** Begin Source passage **
Examination of Witnesses (question Numbers
1-19)
CHRIS BRYANT
MP, MS JANE
RUMBLE AND
MR PAUL
WILLIAMS
24 FEBRUARY 2010
Q1 Chairman: Minister, you know that
the purpose of today's evidence session is to examine the way
in which the Committee was informed about the development of government
policy on EU involvement in management of the Arctic region, as
set out in the November 2008 Commission Communication entitled
"The European Union and the Arctic Region". We would
like to divide up our questions into two parts. The first part
is the process aspects and the implications for the scrutiny of
Council Conclusions. The second part is the Government's position
on issues discussed in the Commission Communication. We welcome
you, therefore, and you may want to introduce your team to us.
Chris Bryant: On
my right, your left, I have Jane Rumble, who is head of our Polar
Regions Unit and on my left, and your right, Paul Williams, who
is head of the Europe Global Group. I guess that I am here in
both my Europe role and my Arctic role.
Q2 Chairman: A very sensible combination
that is too, to put the Arctic in the Foreign Office.
Chris Bryant: That was my joke.
That was my only joke for this afternoon!
Q3 Chairman: I missed it completely.
Chris Bryant: "Arctic role/roll"!
Q4 Chairman: I see. I am on a diet,
you see; I am not allowed these things! I do not know what they
are.
Chris Bryant: You have got it
now, have you not?
Q5 Chairman: I have got it now, despite
the fact that I do not know what it is! When you last wrote to
the Committee about this issue you expressed "sorrow"that
was the wordthat the Committee felt "so querulous"
about the level of scrutiny that had been applied to the developing
EU Arctic policy. In studying the Collins English Dictionary definition,
"querulous" is defined as "inclined to make peevish
complaints" and having "a complaining, fretful attitude
or disposition". Is that how you regard this Committee's
work?
Chris Bryant: I choose my words
precisely as I intend them.
Q6 Chairman: So you do in fact think
that we were inclined to make peevish complaints about this matter?
** End Source passage **
** Begin Recorded data **
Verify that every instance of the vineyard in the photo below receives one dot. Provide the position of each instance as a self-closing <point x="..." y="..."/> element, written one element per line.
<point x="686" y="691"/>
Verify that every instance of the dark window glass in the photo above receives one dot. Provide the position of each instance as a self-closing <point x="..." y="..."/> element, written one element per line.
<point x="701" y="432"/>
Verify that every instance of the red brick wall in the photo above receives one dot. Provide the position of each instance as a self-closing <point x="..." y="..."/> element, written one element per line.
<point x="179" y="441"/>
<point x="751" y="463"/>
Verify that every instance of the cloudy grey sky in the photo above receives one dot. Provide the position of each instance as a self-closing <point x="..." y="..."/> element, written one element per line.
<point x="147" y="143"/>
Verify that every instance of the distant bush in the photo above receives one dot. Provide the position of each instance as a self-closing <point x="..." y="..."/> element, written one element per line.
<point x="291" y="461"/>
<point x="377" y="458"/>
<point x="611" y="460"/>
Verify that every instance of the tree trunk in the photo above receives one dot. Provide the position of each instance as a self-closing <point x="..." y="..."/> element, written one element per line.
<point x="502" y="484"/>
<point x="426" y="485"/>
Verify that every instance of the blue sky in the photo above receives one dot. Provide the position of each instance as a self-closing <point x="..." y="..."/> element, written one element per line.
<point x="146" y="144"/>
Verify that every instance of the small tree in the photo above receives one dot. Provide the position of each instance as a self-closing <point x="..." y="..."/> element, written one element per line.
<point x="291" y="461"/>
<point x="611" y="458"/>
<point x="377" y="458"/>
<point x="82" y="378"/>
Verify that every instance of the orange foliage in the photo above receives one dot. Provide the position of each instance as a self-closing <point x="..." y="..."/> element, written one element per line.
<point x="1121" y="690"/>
** End Recorded data **
Task 1:
In the hearing transcript, who is head of the Polar Regions Unit?
Task 2:
Return the part of the hearing transcript starting with "Chris Bryant: On" and going on through "was my joke.".

Solution 1:
Jane Rumble

Solution 2:
Chris Bryant: On
my right, your left, I have Jane Rumble, who is head of our Polar
Regions Unit and on my left, and your right, Paul Williams, who
is head of the Europe Global Group. I guess that I am here in
both my Europe role and my Arctic role.
Q2 Chairman: A very sensible combination
that is too, to put the Arctic in the Foreign Office.
Chris Bryant: That was my joke.